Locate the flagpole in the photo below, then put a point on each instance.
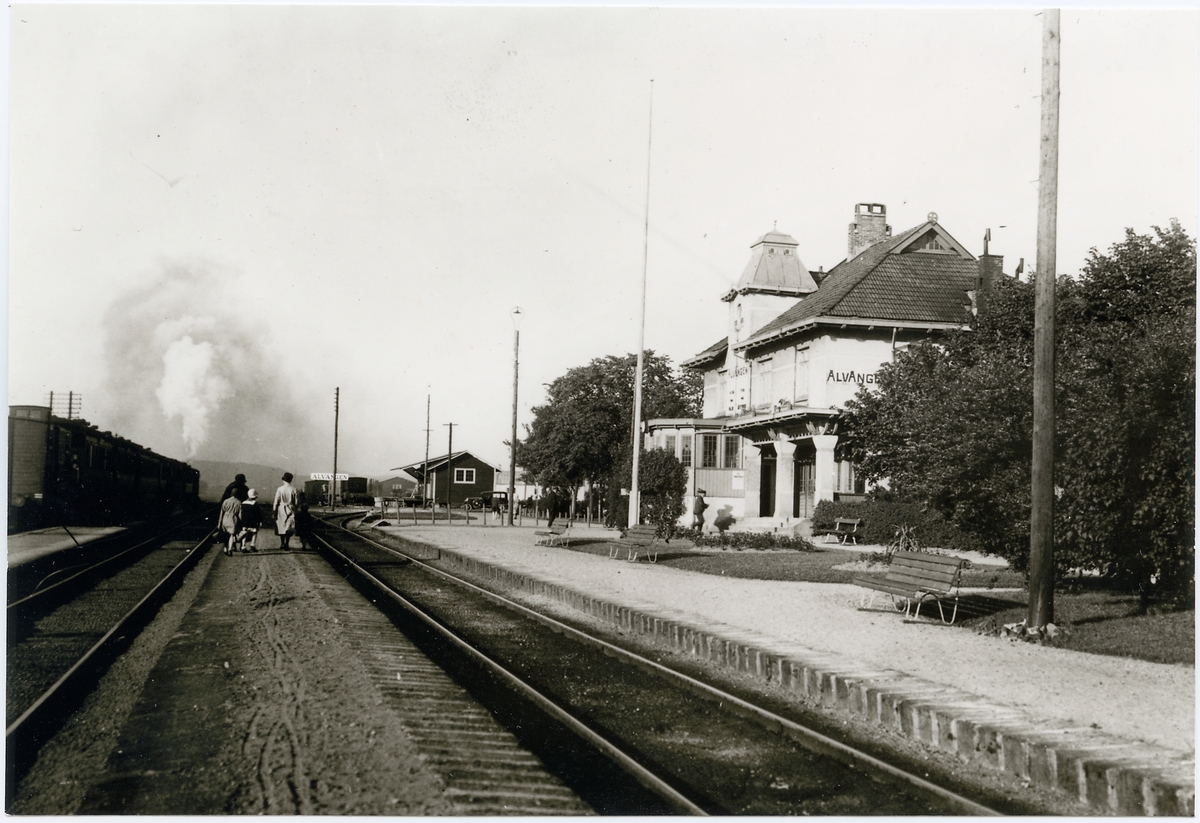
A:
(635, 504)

* * *

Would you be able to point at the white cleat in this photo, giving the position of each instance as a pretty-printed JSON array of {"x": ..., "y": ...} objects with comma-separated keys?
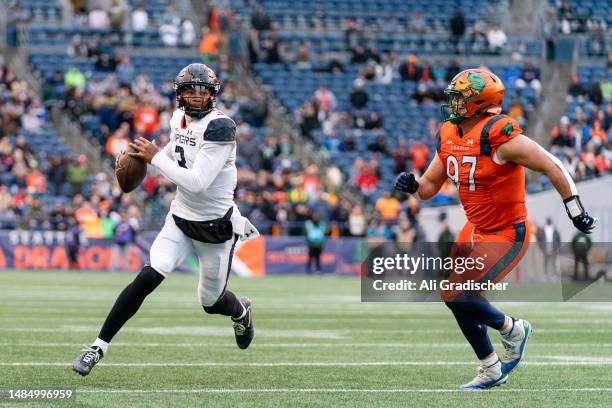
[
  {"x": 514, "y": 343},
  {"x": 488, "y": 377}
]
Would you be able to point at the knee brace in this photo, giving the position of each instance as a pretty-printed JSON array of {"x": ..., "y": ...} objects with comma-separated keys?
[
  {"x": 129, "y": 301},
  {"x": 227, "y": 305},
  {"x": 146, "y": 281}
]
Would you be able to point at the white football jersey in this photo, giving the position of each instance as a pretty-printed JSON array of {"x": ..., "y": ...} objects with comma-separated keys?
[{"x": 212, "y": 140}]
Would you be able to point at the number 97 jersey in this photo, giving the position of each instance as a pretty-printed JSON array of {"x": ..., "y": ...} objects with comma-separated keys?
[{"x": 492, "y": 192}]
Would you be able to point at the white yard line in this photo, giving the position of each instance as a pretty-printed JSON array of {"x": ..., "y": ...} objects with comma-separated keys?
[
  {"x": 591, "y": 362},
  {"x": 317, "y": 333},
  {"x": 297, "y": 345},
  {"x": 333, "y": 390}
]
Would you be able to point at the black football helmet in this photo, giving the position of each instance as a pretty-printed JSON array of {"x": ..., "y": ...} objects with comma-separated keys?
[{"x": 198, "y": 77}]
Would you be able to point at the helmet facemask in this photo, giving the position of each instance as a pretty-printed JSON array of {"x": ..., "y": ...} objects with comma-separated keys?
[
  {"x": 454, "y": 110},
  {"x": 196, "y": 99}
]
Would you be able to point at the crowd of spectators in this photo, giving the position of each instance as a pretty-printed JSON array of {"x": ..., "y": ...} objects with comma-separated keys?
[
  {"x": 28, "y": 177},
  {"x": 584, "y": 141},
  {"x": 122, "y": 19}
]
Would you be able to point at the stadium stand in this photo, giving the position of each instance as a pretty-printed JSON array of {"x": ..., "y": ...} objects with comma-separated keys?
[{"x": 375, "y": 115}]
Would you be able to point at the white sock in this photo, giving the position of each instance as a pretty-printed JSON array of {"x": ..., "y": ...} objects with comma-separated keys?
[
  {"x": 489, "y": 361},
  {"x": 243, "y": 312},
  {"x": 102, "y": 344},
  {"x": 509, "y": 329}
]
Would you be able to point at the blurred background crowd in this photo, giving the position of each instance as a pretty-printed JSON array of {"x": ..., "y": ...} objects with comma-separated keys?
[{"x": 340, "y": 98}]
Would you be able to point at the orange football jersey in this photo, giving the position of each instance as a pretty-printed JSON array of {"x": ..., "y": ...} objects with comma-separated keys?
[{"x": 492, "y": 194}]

What the task requires:
List every line in the two blocks above that contains the word "helmet". Case counts, so match only that exact capitalization.

Final result:
Would you be able to point at the black football helmet in this photo, giving the position of each instance as a pretty-printed JSON array of {"x": ..., "y": ...} objects with comma-separated keys?
Would you be able to point at the helmet facemask in this photo, giving the position of each instance as a pretty-printed JSON array of {"x": ..., "y": ...} objects with comma-separated keys?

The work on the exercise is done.